La memoria de México

REVISTA Ñ/CLARÍN.COM

Invitada a la próxima edición del Filba, la autora mexicana Margo Glantz recibió a Ñ en su casa del D.F. para mantener un diálogo íntimo sobre sus viajes, sus recuerdos de la cultura argentina y de escritores como Manuel Puig, su relación con las jóvenes generaciones y su cuenta de Twitter.

En Las genealogías (Bajolaluna), su libro de memoria familiar, Margo Glantz le pregunta a su padre: “¿Qué recuerdas de Odesa?” El padre responde: “Ah, de Odesa, recuerdo mucho, todo; si me preguntas, voy a recordar…” Ahora yo le pregunto a ella, qué recuerda de su propia Odesa en el centro de la ciudad de México, qué recuerda de sus viajes, del primero y del último, el de hace unos días, cuando fue a China con una de sus hijas y sus nietos: “Quise regalarles memoria”, dice.

¿Cuál fue el primer viaje? ¿A dónde fue?

A Veracruz, con mi padre. Tenía trece años. Fue la primera vez que vi el mar…

Responde pausada, acomodando imágenes: el mar, el cielo, el camino, el vestidito azul lleno de caracolas que llevaba “acorde con el mar”, el padre que se me mete al agua. Ella lo ve desde la playa. El padre tan blanco, tan blanco. El padre insolado. La niña de trece años, el mar por primera vez, el primer viaje, un viaje que será infinito. La niña que lee, que viaja y que lee. La memoria.

* Conjunto de datos:
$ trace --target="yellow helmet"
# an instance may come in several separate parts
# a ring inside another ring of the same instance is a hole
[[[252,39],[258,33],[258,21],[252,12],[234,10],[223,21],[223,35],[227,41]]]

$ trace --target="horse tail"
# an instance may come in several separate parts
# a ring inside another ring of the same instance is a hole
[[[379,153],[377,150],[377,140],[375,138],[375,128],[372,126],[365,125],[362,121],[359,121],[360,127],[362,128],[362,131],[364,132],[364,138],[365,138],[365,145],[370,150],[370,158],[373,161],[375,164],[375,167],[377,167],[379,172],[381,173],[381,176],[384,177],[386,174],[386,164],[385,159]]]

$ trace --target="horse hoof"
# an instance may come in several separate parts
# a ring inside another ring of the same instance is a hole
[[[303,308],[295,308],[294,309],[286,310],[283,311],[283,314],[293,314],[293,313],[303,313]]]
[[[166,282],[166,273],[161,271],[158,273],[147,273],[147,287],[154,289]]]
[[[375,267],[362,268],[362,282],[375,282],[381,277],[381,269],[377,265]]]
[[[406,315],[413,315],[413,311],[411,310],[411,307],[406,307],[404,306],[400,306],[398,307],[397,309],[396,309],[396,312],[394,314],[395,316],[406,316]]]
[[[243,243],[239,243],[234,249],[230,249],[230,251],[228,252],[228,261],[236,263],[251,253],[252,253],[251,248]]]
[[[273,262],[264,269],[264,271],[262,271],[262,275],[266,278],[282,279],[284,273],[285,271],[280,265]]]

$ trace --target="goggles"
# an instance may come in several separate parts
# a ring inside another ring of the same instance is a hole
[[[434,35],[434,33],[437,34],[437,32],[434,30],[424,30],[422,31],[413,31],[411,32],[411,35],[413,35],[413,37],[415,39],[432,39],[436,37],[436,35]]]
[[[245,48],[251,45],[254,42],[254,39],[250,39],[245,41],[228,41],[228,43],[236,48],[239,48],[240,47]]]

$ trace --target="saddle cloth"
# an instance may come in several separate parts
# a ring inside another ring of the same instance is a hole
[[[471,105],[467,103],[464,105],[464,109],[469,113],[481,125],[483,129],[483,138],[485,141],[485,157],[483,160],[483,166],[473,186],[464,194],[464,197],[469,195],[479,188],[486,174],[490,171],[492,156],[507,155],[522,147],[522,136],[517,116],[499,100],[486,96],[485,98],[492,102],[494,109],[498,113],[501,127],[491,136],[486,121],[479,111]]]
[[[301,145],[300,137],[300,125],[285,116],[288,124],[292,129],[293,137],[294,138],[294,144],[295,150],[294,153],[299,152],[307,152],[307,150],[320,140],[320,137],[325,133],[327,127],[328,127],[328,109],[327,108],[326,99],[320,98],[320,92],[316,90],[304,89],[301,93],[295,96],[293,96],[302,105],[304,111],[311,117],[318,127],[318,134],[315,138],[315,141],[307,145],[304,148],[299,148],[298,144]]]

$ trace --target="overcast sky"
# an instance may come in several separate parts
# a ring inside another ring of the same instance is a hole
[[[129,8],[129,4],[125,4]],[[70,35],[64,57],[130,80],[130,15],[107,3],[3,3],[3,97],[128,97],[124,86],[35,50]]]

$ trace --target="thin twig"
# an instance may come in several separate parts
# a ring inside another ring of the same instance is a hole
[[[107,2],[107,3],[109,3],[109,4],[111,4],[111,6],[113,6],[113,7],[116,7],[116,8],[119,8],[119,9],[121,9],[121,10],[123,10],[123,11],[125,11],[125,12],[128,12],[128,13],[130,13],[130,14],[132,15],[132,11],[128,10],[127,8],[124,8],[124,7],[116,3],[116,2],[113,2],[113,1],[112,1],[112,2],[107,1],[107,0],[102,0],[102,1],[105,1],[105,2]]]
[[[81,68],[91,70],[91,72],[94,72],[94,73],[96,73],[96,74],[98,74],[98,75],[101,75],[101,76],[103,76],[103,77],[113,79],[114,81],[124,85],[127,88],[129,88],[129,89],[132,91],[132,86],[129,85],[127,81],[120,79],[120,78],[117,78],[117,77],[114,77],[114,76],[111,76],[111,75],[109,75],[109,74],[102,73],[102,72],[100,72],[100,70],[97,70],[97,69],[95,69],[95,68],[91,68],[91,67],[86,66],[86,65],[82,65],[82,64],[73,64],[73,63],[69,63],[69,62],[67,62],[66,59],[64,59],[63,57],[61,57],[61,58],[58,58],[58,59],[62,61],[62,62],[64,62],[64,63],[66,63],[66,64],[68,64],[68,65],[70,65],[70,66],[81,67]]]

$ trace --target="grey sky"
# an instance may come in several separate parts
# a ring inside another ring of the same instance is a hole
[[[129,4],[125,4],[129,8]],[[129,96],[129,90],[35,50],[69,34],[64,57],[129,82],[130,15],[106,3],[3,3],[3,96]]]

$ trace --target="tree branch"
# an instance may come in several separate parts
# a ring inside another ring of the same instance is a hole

* Detalles del ejercicio:
Según el texto, ¿a dónde fue Margo Glantz en su primer viaje y con quién? Responda, por favor, en una sola oración. Las filas no hacen falta para responder.

* Resultado esperado:
Fue a Veracruz con su padre.